== WHAT YOU SHOULD DO ==
Find all the lines in the entries below that hold the word "turban" and copy them.

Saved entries

▼

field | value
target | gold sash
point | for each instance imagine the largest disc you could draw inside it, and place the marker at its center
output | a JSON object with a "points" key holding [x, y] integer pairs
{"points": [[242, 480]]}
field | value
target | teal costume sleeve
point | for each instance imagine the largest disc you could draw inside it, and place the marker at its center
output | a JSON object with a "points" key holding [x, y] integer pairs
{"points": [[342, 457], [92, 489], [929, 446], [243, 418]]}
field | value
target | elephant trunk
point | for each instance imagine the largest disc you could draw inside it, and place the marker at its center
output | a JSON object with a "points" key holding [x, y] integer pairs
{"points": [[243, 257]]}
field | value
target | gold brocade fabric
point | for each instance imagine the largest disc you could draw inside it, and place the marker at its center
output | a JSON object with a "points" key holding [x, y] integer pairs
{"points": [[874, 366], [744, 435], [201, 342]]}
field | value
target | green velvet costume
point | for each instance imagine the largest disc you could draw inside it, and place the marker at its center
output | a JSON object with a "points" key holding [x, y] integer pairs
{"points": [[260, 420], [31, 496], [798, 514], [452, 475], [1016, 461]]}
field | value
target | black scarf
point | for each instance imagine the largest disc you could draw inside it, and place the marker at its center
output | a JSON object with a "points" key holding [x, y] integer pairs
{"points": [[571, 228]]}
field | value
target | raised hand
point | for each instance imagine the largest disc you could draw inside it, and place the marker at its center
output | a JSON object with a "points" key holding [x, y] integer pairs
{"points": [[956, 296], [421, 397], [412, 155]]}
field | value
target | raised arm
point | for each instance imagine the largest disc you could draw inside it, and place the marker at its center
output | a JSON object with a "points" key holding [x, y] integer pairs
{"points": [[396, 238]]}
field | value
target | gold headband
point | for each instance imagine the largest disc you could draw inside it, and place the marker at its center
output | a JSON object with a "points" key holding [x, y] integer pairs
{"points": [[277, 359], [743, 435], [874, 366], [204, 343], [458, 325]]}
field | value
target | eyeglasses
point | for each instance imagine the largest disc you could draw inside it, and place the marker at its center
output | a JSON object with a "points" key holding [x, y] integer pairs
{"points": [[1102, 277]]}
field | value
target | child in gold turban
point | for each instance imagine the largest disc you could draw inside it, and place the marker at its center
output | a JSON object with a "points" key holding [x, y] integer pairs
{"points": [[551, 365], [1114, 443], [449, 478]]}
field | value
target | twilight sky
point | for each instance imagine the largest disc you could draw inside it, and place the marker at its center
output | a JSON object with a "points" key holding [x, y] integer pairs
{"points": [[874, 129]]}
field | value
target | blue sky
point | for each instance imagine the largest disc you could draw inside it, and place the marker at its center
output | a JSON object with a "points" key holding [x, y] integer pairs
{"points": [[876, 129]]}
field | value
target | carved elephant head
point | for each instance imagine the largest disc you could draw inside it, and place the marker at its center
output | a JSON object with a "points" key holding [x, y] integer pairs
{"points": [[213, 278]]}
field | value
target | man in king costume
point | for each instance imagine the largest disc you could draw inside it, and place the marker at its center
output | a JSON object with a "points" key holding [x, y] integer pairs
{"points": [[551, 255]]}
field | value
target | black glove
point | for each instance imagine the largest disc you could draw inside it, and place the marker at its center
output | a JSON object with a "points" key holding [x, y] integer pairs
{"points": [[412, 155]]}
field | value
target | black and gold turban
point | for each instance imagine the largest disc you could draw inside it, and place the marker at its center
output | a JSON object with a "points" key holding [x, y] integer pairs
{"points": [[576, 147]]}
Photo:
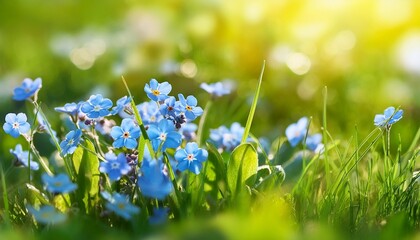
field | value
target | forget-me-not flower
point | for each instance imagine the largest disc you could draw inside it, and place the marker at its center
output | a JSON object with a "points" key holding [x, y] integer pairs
{"points": [[69, 144], [71, 109], [191, 158], [22, 158], [28, 89], [58, 184], [119, 204], [154, 181], [157, 91], [96, 106], [47, 214], [125, 135], [16, 125], [115, 166], [169, 108], [164, 133], [295, 132], [388, 118], [215, 89], [188, 131], [189, 107], [149, 112], [121, 104]]}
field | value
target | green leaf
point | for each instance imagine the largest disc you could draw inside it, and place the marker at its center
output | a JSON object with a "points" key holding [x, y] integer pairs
{"points": [[271, 180], [86, 164], [242, 168], [253, 107], [37, 194]]}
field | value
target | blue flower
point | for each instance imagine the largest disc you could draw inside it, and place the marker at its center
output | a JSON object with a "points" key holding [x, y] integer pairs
{"points": [[188, 131], [126, 135], [121, 104], [22, 157], [189, 107], [58, 184], [119, 204], [388, 118], [313, 141], [27, 89], [191, 158], [149, 112], [216, 89], [169, 108], [96, 106], [70, 108], [160, 215], [47, 214], [295, 132], [16, 124], [164, 133], [115, 166], [225, 138], [157, 91], [154, 181], [69, 144]]}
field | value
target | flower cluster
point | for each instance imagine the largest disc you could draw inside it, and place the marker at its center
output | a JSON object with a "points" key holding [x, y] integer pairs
{"points": [[169, 128], [120, 161]]}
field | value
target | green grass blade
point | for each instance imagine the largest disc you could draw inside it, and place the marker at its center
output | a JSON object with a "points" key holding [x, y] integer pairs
{"points": [[253, 107], [144, 138]]}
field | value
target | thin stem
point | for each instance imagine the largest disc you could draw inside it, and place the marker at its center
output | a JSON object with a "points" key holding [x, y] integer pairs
{"points": [[202, 122], [5, 197]]}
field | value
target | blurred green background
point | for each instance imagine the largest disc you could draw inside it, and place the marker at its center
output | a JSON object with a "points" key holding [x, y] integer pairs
{"points": [[366, 52]]}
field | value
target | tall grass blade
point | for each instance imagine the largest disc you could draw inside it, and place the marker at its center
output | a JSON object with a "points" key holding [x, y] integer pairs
{"points": [[253, 107]]}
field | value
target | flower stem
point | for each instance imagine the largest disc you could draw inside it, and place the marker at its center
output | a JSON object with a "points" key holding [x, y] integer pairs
{"points": [[202, 122]]}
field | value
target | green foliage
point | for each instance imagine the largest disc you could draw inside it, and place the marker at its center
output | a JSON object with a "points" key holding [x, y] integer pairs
{"points": [[242, 168], [86, 164]]}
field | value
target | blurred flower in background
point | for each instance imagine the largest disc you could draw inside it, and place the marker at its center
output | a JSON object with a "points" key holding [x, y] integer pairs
{"points": [[366, 52]]}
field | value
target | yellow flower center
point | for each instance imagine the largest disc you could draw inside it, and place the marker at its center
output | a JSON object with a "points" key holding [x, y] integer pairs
{"points": [[156, 92]]}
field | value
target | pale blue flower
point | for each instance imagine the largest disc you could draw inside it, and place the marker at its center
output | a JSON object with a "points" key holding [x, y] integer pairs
{"points": [[157, 91], [122, 103], [125, 135], [388, 118], [164, 133], [154, 181], [191, 158], [69, 144], [28, 89], [16, 125], [189, 107], [149, 112]]}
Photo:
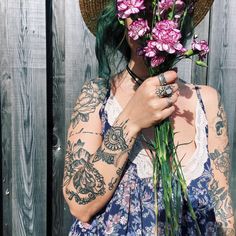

▲

== ANSWER SPACE ==
target | child in gold turban
target | black and gold turban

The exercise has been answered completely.